RECORDED INFORMATION:
=-=-=

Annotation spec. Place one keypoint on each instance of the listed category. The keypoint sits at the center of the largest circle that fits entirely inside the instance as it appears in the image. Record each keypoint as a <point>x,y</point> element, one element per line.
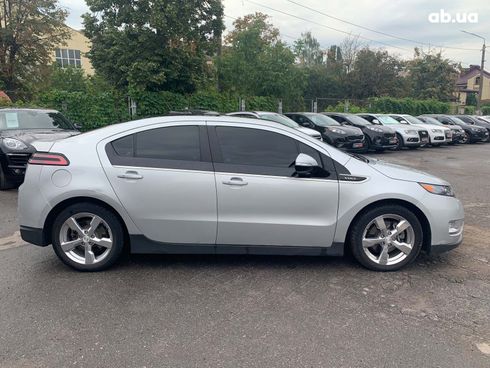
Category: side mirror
<point>305,165</point>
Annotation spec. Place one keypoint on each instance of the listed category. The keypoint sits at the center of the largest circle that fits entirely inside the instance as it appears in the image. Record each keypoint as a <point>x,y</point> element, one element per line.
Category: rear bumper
<point>33,235</point>
<point>442,248</point>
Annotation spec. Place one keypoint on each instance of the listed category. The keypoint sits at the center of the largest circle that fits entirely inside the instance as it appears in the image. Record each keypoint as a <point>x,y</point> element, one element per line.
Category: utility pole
<point>482,72</point>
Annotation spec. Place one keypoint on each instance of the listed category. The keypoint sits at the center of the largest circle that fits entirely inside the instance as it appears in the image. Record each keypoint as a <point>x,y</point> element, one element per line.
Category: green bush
<point>407,106</point>
<point>91,110</point>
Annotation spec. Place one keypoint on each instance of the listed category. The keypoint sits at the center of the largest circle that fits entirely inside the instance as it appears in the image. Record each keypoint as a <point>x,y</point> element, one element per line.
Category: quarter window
<point>244,146</point>
<point>172,143</point>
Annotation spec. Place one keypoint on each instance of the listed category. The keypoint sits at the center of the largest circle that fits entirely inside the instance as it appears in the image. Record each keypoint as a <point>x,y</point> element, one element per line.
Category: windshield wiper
<point>359,157</point>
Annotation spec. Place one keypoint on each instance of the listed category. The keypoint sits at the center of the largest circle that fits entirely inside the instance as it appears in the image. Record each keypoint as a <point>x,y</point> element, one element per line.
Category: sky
<point>420,23</point>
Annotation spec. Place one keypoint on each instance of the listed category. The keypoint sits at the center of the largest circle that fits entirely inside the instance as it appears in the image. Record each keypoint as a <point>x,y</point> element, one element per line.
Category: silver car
<point>202,184</point>
<point>408,136</point>
<point>278,118</point>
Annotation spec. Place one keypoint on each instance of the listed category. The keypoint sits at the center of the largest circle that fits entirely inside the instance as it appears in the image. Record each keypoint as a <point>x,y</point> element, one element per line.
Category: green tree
<point>432,76</point>
<point>29,33</point>
<point>69,79</point>
<point>375,73</point>
<point>256,62</point>
<point>154,45</point>
<point>308,51</point>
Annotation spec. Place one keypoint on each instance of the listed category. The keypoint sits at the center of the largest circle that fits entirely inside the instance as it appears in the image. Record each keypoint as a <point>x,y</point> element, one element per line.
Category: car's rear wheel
<point>399,141</point>
<point>4,182</point>
<point>88,237</point>
<point>386,238</point>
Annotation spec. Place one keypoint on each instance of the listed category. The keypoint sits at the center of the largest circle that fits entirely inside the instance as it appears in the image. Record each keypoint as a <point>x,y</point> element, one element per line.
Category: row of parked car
<point>378,132</point>
<point>358,133</point>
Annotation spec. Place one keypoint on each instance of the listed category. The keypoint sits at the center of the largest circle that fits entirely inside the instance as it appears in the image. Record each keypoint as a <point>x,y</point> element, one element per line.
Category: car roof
<point>26,109</point>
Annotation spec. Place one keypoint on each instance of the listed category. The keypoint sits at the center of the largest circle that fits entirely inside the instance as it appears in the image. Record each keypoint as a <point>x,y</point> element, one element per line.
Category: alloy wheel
<point>388,239</point>
<point>86,238</point>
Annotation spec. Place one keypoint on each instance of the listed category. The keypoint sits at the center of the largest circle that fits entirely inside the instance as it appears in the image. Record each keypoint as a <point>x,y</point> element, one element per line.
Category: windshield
<point>387,120</point>
<point>281,119</point>
<point>357,120</point>
<point>322,120</point>
<point>27,119</point>
<point>458,120</point>
<point>412,119</point>
<point>431,120</point>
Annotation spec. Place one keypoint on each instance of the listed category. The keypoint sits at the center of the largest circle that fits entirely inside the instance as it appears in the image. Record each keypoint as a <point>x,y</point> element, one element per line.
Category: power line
<point>324,26</point>
<point>378,32</point>
<point>282,34</point>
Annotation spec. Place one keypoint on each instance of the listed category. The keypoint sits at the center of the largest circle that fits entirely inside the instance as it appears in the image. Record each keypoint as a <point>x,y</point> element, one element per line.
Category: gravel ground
<point>257,311</point>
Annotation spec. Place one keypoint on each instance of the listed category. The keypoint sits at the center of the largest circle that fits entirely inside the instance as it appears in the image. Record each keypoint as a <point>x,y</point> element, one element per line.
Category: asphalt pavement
<point>257,311</point>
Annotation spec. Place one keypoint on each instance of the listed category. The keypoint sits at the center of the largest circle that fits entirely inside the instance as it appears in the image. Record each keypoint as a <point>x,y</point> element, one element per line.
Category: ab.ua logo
<point>444,17</point>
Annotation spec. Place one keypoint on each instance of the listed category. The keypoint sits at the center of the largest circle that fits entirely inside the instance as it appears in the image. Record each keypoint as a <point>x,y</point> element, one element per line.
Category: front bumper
<point>14,165</point>
<point>411,141</point>
<point>479,136</point>
<point>33,235</point>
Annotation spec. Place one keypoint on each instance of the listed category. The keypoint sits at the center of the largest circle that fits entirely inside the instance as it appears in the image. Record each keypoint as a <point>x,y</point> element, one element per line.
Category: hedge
<point>96,109</point>
<point>407,106</point>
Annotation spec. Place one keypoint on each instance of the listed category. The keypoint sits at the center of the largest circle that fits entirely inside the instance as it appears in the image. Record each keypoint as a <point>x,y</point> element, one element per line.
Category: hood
<point>310,132</point>
<point>349,130</point>
<point>399,172</point>
<point>29,136</point>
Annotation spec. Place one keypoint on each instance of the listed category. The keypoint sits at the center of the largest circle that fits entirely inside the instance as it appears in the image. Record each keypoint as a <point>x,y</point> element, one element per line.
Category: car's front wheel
<point>87,237</point>
<point>386,238</point>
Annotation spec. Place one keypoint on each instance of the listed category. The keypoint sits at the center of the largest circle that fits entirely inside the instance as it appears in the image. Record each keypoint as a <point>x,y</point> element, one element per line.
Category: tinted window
<point>242,146</point>
<point>173,143</point>
<point>124,146</point>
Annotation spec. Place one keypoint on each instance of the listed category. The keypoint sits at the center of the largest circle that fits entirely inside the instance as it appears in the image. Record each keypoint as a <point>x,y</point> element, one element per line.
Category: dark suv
<point>19,128</point>
<point>473,120</point>
<point>378,137</point>
<point>344,137</point>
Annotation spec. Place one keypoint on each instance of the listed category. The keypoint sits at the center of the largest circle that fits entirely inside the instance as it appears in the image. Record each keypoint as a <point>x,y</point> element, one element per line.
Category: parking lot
<point>257,311</point>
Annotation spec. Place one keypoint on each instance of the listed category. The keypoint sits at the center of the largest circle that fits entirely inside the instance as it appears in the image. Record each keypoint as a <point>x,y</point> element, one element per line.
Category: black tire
<point>400,144</point>
<point>355,236</point>
<point>4,183</point>
<point>110,219</point>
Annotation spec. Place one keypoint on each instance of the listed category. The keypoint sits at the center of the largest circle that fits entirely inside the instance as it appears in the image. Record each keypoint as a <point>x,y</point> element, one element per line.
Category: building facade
<point>74,52</point>
<point>468,84</point>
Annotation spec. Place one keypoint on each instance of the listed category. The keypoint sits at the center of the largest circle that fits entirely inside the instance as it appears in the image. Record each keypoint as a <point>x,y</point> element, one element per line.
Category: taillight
<point>50,159</point>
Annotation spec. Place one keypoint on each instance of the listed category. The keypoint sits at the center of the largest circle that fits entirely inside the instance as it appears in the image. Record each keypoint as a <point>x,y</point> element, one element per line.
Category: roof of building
<point>474,70</point>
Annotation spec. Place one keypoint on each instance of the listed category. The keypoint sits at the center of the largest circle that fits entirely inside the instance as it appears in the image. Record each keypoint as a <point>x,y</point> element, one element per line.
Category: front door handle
<point>235,181</point>
<point>132,175</point>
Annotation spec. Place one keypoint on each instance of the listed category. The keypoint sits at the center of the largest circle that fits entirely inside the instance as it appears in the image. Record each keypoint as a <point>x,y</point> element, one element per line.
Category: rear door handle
<point>235,181</point>
<point>132,175</point>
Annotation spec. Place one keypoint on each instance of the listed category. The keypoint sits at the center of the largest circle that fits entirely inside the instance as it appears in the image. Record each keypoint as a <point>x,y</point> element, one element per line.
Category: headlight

=-=-=

GIVEN PROBLEM:
Pull out every line of the records that contains the string "rear", and list them one per line in their original order.

RESULT:
Category: rear bumper
Category: car's rear wheel
Category: rear door handle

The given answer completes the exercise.